-- START OF Entries --

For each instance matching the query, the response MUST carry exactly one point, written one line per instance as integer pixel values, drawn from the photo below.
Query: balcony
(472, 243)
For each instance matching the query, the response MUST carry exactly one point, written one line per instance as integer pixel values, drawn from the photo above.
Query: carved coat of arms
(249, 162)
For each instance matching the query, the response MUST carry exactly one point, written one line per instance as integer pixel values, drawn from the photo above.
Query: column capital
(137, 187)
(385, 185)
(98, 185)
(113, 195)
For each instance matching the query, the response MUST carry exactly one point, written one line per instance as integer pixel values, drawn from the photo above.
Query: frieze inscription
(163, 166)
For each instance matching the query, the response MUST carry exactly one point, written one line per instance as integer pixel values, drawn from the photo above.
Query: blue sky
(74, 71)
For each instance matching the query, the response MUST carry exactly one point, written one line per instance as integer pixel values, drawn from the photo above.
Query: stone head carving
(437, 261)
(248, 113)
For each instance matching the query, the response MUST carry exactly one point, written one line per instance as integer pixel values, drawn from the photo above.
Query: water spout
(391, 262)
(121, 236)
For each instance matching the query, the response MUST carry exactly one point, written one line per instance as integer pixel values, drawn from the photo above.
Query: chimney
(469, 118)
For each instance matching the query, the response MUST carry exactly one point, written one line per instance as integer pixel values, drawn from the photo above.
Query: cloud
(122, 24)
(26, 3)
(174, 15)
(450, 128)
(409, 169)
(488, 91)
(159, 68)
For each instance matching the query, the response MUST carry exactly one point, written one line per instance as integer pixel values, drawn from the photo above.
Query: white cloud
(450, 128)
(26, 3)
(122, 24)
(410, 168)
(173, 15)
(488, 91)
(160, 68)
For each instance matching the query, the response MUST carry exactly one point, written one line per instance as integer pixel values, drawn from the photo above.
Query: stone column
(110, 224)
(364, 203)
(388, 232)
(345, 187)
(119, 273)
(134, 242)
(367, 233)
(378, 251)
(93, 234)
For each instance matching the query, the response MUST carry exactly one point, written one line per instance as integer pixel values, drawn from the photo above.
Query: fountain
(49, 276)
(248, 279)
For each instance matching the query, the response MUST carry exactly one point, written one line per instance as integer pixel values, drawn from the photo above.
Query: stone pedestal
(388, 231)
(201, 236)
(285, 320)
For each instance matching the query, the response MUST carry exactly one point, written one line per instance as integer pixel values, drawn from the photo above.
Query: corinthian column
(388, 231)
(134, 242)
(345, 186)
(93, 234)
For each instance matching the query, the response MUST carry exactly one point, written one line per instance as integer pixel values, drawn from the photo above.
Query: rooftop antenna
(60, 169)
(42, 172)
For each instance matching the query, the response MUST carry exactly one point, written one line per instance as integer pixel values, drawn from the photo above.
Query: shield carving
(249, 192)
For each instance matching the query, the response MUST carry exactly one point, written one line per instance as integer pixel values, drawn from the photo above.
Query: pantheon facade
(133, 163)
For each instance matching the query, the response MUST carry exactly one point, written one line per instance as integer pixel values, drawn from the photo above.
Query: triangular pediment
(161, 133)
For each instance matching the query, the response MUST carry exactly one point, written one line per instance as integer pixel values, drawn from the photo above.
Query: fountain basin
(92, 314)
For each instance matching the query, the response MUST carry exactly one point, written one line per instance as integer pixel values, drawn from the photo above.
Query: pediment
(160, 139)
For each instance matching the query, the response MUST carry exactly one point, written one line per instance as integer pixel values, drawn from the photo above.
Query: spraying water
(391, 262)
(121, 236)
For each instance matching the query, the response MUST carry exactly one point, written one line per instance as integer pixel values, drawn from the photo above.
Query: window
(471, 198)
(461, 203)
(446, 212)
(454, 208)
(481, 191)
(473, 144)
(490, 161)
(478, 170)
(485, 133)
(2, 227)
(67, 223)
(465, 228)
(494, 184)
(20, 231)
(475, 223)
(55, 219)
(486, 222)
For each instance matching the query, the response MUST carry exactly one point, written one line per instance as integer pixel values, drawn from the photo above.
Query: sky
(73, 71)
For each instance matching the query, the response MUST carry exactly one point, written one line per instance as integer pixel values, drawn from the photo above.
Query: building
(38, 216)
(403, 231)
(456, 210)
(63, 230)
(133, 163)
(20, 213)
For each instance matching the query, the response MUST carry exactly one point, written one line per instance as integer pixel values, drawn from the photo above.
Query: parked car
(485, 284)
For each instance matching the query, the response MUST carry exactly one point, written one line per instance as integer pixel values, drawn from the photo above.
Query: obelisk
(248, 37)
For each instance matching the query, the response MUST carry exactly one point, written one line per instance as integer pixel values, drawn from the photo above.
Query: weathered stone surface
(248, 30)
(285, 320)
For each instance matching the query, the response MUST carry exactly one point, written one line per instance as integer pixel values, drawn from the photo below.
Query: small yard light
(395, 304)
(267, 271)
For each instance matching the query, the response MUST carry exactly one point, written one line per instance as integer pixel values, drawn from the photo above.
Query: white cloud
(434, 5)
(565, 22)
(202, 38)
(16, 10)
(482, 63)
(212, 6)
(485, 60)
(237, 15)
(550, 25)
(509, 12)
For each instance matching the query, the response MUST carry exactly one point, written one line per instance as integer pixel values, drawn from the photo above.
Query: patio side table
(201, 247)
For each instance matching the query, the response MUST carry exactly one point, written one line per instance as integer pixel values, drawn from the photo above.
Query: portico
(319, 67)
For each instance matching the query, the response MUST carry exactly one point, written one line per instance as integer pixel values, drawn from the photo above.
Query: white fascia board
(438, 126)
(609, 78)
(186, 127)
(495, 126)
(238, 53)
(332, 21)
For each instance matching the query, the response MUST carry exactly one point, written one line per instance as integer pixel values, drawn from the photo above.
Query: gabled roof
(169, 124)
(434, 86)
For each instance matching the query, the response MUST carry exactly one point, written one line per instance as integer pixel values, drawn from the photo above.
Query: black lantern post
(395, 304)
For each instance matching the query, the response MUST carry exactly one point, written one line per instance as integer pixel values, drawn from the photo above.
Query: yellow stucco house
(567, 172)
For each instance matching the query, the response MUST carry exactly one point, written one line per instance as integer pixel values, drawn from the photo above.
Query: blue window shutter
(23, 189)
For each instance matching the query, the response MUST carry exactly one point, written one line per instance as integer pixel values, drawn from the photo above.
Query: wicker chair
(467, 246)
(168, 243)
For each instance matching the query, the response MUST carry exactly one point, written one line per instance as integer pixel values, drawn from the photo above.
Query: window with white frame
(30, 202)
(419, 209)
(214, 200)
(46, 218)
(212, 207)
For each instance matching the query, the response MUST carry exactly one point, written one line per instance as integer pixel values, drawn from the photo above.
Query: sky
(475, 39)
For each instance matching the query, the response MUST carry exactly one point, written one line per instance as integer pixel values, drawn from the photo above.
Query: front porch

-- END OF Entries --

▸ Your objective
Every line above should be retyped exactly as given.

▸ Exercise answer
For each instance matching the query, the response MUST carry exactly one point, written one line per instance as integer pixel values, drawn from the photo below.
Query: balcony
(472, 243)
For each instance matching the query, the response MUST carry exactly one point, written one line per instance as integer pixel values, drawn from the photo above.
Query: carved coat of arms
(249, 162)
For each instance matching the query, the response MUST carry exactly one point, written one line per instance as integer pixel values, drawn from the photo above.
Query: column capital
(137, 187)
(385, 185)
(98, 185)
(113, 195)
For each instance matching the query, the response MUST carry exactly one point, written one line per instance as integer pixel values, drawn from the photo above.
Query: frieze inscription
(163, 166)
For each instance matching the query, the response MUST carry exactly one point, written one line per instance as integer pixel values, drawn from the photo above.
Query: blue sky
(74, 71)
For each instance matching the query, the response MUST carry exactly one point, written one line per instance as integer pixel values, drawn from the photo above.
Query: stone head carving
(437, 261)
(248, 113)
For each instance matching the query, the response MUST carry exactly one point, written one line per instance as integer pixel values, drawn from the photo above.
Query: water spout
(391, 262)
(121, 236)
For each instance matching the query, the response MUST carry exactly one point, written one line per instance as integer pixel values, drawn from the photo above.
Query: chimney
(469, 118)
For each instance matching the query, the response MUST carry exactly one point, written one line per instance as integer pixel values, drawn from the photo above.
Query: cloud
(122, 24)
(26, 3)
(174, 15)
(450, 128)
(409, 169)
(488, 91)
(159, 68)
For each instance matching the query, the response MUST carry exactly one point, written one line per instance as integer pixel values, drawn from the photo above.
Query: white cloud
(450, 128)
(26, 3)
(122, 24)
(410, 168)
(173, 15)
(488, 91)
(160, 68)
For each instance matching the query, the response MUST carry exactly one point, written one line per instance as integer pixel values, drawn from the photo above.
Query: stone column
(110, 224)
(364, 203)
(388, 232)
(345, 187)
(119, 273)
(134, 242)
(367, 233)
(378, 251)
(93, 234)
For each instance matching the query, the response MUST carry exactly one point, written one line per instance as integer pixel values, drawn from the photo above.
Query: fountain
(49, 276)
(248, 279)
For each instance matching the query, the response MUST carry exactly one point, written one line per instance as integer pixel values, drawn from the photo above.
Query: stone pedestal
(388, 231)
(201, 236)
(285, 320)
For each instance matching the query, the response MUST carry exactly one point, written one line per instance as integer pixel values, drawn from the photo above.
Query: corinthian column
(388, 231)
(134, 242)
(345, 186)
(93, 234)
For each instance matching the query, the response MUST carry exactly one point, written one line per instance as integer pixel values, drawn from the photo above.
Query: rooftop antenna
(60, 169)
(42, 172)
For each instance matching the query, the response MUST carry exactly one point, written one line per instance as integer pixel values, drawn from the photo above.
Query: shield carving
(249, 192)
For each instance matching the query, the response MUST carry exactly one point, written one line per instance as integer pixel values, drawn from the photo above.
Query: pantheon facade
(133, 163)
For each instance matching the query, the response MUST carry exactly one point, written one line per instance as integer pixel values, drawn from the photo above.
Query: triangular pediment
(161, 133)
For each instance matching the query, the response MUST carry exactly one point, written one line per instance as integer pixel values, drawn from the photo above.
Query: fountain basin
(92, 314)
For each instance matching the query, the response MUST carry exactly one point, written one line per instance as integer pixel values, drawn from the photo above.
Query: pediment
(160, 139)
For each instance matching the query, the response MUST carry exactly one point, written one line per instance as integer pixel values, drawn from the photo above.
Query: spraying water
(391, 262)
(121, 236)
For each instance matching the query, the response MUST carry exactly one point, written one line per instance as integer pixel values, drawn from the photo above.
Query: window
(471, 198)
(461, 203)
(446, 212)
(454, 208)
(481, 191)
(473, 144)
(490, 161)
(478, 170)
(485, 133)
(2, 227)
(67, 223)
(465, 228)
(494, 184)
(20, 231)
(475, 223)
(55, 219)
(486, 222)
For each instance matching the query, the response MUST carry exactly one point, written one line per instance as integer pixel values, drawn from the photo above.
Query: sky
(73, 71)
For each instance matching the query, the response MUST carry exactly one point, written one line per instance as integer pixel values, drawn from the photo above.
Query: building
(38, 216)
(403, 231)
(456, 210)
(63, 230)
(133, 163)
(20, 213)
For each instance matching the query, the response MUST carry exactly one point, written one line per instance as integer pixel values, drawn from the photo above.
Query: parked car
(485, 284)
For each instance matching the query, the response MUST carry exactly one point, written one line per instance as integer pixel values, drawn from the photo above.
Query: obelisk
(248, 37)
For each instance matching the query, the response MUST carry exactly one point, written one line per instance as integer pixel values, drawn from the photo above.
Query: weathered stone surface
(248, 30)
(285, 320)
For each instance matching the query, the response MUST carry exactly one point, written one line per instance as integer pixel values, drawn from the photo below.
Query: small yard light
(395, 304)
(267, 271)
For each instance matching the query, the response MUST carry exactly one point, written one line per instance as integer pixel values, drawn from the photo above.
Query: white cloud
(434, 5)
(565, 22)
(202, 38)
(16, 10)
(482, 63)
(212, 6)
(485, 60)
(237, 15)
(550, 25)
(509, 12)
For each instance matching the query, the response MUST carry exactly one point, written one line per instance as integer pixel values, drawn from the photo above.
Query: patio side table
(201, 247)
For each instance matching the query, the response MUST carry exactly one point, written one line per instance as integer pixel values, drawn from the photo above.
Query: portico
(319, 67)
For each instance matching the query, the response MUST carry exactly one point, written one line per instance as integer pixel values, drawn from the photo above.
Query: white fascia board
(438, 126)
(609, 78)
(186, 127)
(495, 126)
(238, 53)
(332, 21)
For each instance matching the query, the response MUST carry exactly one point, written one line per instance as integer pixel values, drawn from the photo above.
Query: gabled roof
(169, 124)
(434, 86)
For each instance matching the query, the response MUST carry exactly one point, written one line per instance as integer pixel values, drawn from the photo above.
Query: black lantern post
(395, 304)
For each instance matching the query, the response MUST carry exactly one point, written one line per instance as integer pixel values, drawn from the photo above.
Query: yellow stucco house
(567, 172)
For each instance matching the query, the response MUST carry exactly one point, written one line per instance as integer pixel values, drawn from the photo above.
Query: blue window shutter
(23, 189)
For each instance matching the query, the response MUST carry exactly one point, written one line per instance as integer pixel values, drawn from the photo above.
Query: wicker chair
(467, 246)
(168, 243)
For each instance matching the query, the response MUST carry exactly one point, written one line per instance as integer pixel values, drawn from the photo above.
Query: window with white frame
(30, 202)
(419, 209)
(214, 200)
(46, 218)
(212, 207)
For each instance matching the query, the response MUST carry exactly one point, written one line per instance as integer pixel values, drawn from the photo above.
Query: sky
(475, 39)
For each instance matching the query, the response MUST carry exactly one point, written one line per instance as integer pixel values, drawn from the photo above.
Query: front porch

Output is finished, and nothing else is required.